Task:
Rewrite every line of the items, starting at the line containing "scan for: blue round road sign" and ending at the last line of the items, with 11 added to each coordinate value in the answers. Return only those lines.

Items in a dataset:

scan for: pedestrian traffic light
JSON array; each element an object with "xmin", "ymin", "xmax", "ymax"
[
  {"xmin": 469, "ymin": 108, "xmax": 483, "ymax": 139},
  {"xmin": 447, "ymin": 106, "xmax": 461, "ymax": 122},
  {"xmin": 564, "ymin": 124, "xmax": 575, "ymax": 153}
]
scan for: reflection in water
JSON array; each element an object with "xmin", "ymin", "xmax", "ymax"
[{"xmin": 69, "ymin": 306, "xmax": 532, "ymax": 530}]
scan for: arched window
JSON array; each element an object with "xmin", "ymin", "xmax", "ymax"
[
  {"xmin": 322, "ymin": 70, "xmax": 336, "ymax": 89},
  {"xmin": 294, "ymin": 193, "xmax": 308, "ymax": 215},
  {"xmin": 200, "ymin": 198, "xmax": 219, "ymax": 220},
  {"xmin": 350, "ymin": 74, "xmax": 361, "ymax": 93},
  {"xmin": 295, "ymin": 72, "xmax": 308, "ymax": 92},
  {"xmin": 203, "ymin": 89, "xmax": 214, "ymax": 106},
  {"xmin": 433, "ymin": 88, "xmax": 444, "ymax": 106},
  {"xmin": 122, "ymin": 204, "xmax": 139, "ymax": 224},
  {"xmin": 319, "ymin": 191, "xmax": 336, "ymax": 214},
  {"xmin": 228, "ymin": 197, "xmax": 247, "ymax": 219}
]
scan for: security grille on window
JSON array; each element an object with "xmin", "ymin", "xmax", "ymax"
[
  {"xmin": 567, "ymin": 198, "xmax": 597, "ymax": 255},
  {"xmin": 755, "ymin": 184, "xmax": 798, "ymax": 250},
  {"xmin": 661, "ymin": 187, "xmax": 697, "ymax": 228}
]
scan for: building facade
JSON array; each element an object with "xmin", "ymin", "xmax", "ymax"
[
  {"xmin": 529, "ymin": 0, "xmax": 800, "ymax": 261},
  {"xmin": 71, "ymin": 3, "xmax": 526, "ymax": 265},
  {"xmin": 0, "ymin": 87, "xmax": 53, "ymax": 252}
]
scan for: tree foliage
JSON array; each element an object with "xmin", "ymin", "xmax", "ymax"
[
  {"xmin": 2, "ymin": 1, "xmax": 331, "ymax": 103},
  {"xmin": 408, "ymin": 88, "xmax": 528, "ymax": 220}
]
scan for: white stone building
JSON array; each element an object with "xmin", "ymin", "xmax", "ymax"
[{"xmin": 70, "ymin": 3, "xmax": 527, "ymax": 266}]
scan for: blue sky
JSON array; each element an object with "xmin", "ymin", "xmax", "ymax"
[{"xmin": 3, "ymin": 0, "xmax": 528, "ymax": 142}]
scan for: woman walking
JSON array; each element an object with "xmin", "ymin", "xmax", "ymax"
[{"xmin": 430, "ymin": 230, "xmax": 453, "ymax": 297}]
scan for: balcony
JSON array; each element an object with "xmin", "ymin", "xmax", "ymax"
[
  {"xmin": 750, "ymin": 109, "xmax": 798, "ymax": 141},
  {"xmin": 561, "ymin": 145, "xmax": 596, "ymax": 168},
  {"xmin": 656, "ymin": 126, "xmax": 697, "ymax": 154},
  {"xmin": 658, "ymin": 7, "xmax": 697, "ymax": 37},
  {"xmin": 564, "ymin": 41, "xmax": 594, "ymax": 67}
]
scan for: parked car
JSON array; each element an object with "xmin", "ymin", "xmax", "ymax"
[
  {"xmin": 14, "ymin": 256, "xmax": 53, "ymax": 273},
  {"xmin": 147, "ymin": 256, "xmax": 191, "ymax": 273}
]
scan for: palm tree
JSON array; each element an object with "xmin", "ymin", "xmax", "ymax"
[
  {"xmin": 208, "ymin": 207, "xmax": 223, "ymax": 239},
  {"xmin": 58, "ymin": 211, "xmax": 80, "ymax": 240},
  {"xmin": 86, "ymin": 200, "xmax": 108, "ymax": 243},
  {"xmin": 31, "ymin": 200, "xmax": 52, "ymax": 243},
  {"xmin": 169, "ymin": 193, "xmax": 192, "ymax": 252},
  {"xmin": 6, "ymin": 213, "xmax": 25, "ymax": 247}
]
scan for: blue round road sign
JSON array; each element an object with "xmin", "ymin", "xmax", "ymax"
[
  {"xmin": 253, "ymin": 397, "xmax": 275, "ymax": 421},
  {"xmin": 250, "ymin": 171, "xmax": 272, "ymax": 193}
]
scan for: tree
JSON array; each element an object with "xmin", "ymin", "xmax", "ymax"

Task result:
scan for: blue round road sign
JSON array; each element an object with "xmin", "ymin", "xmax", "ymax"
[
  {"xmin": 264, "ymin": 408, "xmax": 286, "ymax": 432},
  {"xmin": 261, "ymin": 182, "xmax": 283, "ymax": 204}
]
scan for: tree
JSON array; each element an object with "xmin", "ymin", "xmax", "ymax"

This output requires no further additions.